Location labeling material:
'''
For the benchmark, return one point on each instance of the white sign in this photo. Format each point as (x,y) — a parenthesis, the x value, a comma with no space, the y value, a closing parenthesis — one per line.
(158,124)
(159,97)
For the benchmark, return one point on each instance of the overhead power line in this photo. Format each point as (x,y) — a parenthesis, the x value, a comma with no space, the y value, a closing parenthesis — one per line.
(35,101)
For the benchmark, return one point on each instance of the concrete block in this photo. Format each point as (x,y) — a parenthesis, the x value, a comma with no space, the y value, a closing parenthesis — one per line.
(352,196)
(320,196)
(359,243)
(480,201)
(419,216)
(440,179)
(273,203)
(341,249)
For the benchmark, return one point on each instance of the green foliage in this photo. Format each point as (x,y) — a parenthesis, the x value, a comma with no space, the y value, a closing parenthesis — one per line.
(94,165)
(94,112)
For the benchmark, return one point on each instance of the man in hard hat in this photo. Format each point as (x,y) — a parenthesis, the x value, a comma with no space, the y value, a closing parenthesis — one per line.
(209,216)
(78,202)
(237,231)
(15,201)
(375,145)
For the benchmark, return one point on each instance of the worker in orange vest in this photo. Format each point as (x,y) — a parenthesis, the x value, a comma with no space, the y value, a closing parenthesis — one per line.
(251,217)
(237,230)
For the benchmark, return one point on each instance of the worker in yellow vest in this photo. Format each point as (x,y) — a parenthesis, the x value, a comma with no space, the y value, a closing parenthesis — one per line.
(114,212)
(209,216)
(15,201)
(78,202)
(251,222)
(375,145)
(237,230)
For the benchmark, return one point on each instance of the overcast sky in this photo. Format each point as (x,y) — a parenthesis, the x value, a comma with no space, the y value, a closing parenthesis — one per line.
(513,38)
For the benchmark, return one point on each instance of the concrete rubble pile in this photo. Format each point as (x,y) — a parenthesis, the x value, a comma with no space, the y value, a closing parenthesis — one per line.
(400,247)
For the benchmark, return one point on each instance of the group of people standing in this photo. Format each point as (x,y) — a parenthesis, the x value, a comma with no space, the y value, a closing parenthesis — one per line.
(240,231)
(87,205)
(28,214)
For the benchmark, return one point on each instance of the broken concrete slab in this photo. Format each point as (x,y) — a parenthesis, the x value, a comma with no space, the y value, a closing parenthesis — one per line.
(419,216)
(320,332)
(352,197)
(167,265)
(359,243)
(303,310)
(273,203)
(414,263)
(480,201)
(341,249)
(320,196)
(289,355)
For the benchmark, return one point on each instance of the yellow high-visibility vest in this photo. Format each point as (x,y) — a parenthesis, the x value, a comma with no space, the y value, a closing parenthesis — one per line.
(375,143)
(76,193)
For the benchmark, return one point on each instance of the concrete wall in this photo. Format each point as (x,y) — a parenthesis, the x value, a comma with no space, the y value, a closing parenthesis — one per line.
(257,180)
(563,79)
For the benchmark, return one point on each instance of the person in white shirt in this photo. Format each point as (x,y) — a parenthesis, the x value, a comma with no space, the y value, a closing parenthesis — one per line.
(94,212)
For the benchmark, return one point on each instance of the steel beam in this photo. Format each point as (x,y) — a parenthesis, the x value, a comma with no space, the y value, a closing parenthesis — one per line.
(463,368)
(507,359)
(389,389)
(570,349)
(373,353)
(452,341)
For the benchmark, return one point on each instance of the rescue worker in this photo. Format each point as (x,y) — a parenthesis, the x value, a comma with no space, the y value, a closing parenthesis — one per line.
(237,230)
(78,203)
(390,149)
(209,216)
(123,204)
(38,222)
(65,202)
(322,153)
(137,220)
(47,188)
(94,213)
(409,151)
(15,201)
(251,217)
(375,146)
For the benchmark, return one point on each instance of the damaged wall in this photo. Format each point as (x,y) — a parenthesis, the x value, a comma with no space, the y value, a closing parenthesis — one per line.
'''
Short task
Copy out every line of the material above word for word, with nothing changed.

In response
For the benchmark, return one point on each instance of the white sign in this photo. Format each point as (x,y) — a parenthesis, the x value, a comma with no space, the y value, a closing parenthesis — one per line.
(158,124)
(159,97)
For the benchmark, return one point on each instance of the overhead power line in this photo. Format each point as (x,y) — a parenthesis, the x value, a comma with no space, the y value, a closing parenthesis — one per line.
(35,101)
For the benchmark, return one point on each instance of the concrete block in this photo. Format each point as (x,y) — a parenthesis, the x value, a comma with no space, the y value, a closing parenthesis — one per line.
(352,196)
(320,196)
(359,243)
(480,201)
(419,216)
(440,179)
(273,203)
(341,249)
For the benchmark, return one point on each instance of the green foliage in this photo. Format each point as (x,y) — a parenthesis, the x value, a comma with no space, the y value, a closing parenthesis — one per line.
(94,165)
(94,112)
For the benchmark, return one point on each instance of the man in hard hat in this photo. Format each point as (x,y) — a parenthesis, the x value, a comma with no space, the y value, a closing parenthesis — one per line.
(209,216)
(78,202)
(237,231)
(15,201)
(375,145)
For the benchmark, return one point on each instance of the worker in orange vest in this photo. Format each point as (x,y) — a parenthesis, the x value, a comma with no space, the y value, a closing parenthesis — one per line.
(251,217)
(237,230)
For the benchmark, return one point on each instance of the worker in yellow vest in this photo. Format each point as (x,y) — a parenthesis, the x value, a comma with no space, the y value, a closing parenthesis — one per line.
(114,212)
(209,216)
(15,201)
(78,202)
(251,222)
(375,145)
(237,230)
For the benchmark, return one point on each instance of the overcast sky in this photo. Format each point as (x,y) — a parenthesis, the x value, a comma with no space, the y value, a closing parenthesis — one per line.
(513,38)
For the benchmark, return one point on each instance of the concrete rubble pile in this photo. Format each point as (x,y) — a parenthesis, the x value, a comma with no space, the y value, a closing parenthesis — one per line.
(400,247)
For the benchmark, return one point on each instance of the group of people standing in this photo. Format each point as (x,y) — a parenthesis, the x value, a comma with no space, the y value, a closing parenthesis — one per line.
(240,231)
(87,205)
(28,214)
For the benchmark, return one point on each instance of the broken concrete slab in this photo. Format each point as (x,y) — a parenthesis, the x value, a comma with no space, the y value, a closing parenthesis — one per line.
(419,216)
(320,332)
(352,197)
(167,265)
(359,243)
(303,310)
(273,203)
(414,263)
(480,201)
(341,249)
(320,196)
(289,355)
For the benchmark, return one point on each instance of the yellow high-visibility vest in this photo. Format each point as (x,y) — a parenthesis, the x value, a comma with no space, the y value, a closing parenthesis — one per line.
(375,143)
(76,193)
For the benchmark, return one point on each instance of the concrete wall in this photo. Format each point as (x,y) — a parenthesis, the x value, a comma with no space, the y value, a closing parenthesis — one per line.
(257,180)
(563,79)
For the benchmark, return one point on each instance of the person in white shirt in this photo. Format each point as (x,y) — a parenthesis, the x value, a comma with no space, the y value, a closing parenthesis — one per line.
(94,212)
For the benchmark, return one point on each instance of the steel beam in this photo. Format each point as (x,y) — a parenthesis, the x value, a comma with no space, the y value, a closing parenthesis — one per line.
(463,368)
(507,359)
(389,389)
(570,349)
(373,353)
(452,341)
For the benchmark, return one point on each instance of the rescue worker in this photo. Format each point as (x,y) — a parenthesis, the x value, a comma with no space, the y value, a closing parenthesis — one per line.
(237,230)
(78,203)
(390,149)
(209,216)
(123,204)
(38,222)
(65,202)
(322,153)
(137,220)
(47,188)
(94,213)
(409,151)
(15,201)
(251,217)
(375,146)
For the benchmark, return one point on each instance of the damaged wall in this photo. Format each point as (x,y) — a parenthesis, the x value, a comma with no space, the y value, a closing parenthesis — one per line.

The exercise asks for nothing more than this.